Text provided:
((

Friday, May 27, 2011

Perspective on the Road

I’m sitting in our van in country Ireland. The scenery we saw today was stunning; green rolling hills and sheer table-topped cliffs, with dark split rock ridges running down them, like crows-feet around the eyes of a weathered potato farmer.



The natural beauty of this land takes my breath away.

Sometimes I forget Tara has cancer.

If you just sat up a bit stiffer in your chair reading this, you just experienced a fraction of the jolt Tara or I feel when we remember. It’s not like she has a broken arm with a cast on it you can see. Her scars from surgery are no longer visible, buried under her rapidly growing hair.  It’s actually quite easy to momentarily forget she has an insidious tumour in her brain. But it’s there, for now at least.

But life rolls on, for both of us. And as strange as it sounds, it has enhanced our lives in many ways. We are eating healthier, we feel great, we are travelling through a continent that we’ve always wanted to see. We are literally on the trip of a lifetime. But it’s the little things too. You appreciate a good cup of tea, you relish snuggling under a doona with your partner while it rains outside. Every experience counts.

))

Data for analysis:
((

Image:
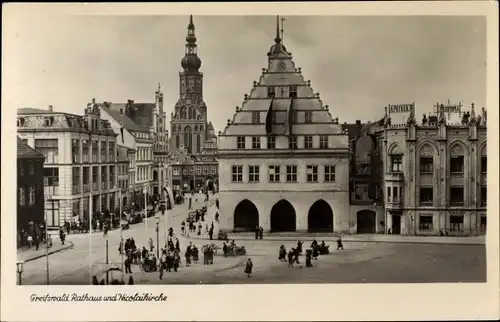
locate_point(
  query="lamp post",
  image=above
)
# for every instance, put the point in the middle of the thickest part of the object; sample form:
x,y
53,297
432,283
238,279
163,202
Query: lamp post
x,y
157,237
47,239
20,271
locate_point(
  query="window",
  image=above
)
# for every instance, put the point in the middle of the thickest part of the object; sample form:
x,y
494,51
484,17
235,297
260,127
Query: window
x,y
22,196
255,117
308,117
457,164
425,222
253,173
95,148
103,151
270,92
75,149
274,173
104,181
255,142
426,165
291,173
271,142
111,177
395,194
484,196
292,142
312,173
456,223
329,173
484,164
76,179
308,142
240,142
237,173
31,195
49,148
323,142
111,155
426,195
457,195
396,163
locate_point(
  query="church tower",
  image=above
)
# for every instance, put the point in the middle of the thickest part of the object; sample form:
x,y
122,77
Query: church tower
x,y
188,123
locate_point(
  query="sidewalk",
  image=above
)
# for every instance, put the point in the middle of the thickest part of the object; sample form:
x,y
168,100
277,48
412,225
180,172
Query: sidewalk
x,y
28,254
376,238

))

What to do:
- a) Can you reproduce, word for word, the part of the blog post between "But life rolls" and "Every experience counts.", inclusive?
- b) According to the blog post, what now hides Tara's scars from surgery?
The lines above are separate material, unrelated to the blog post.

Task results:
- a)
But life rolls on, for both of us. And as strange as it sounds, it has enhanced our lives in many ways. We are eating healthier, we feel great, we are travelling through a continent that we’ve always wanted to see. We are literally on the trip of a lifetime. But it’s the little things too. You appreciate a good cup of tea, you relish snuggling under a doona with your partner while it rains outside. Every experience counts.

- b) Her rapidly growing hair.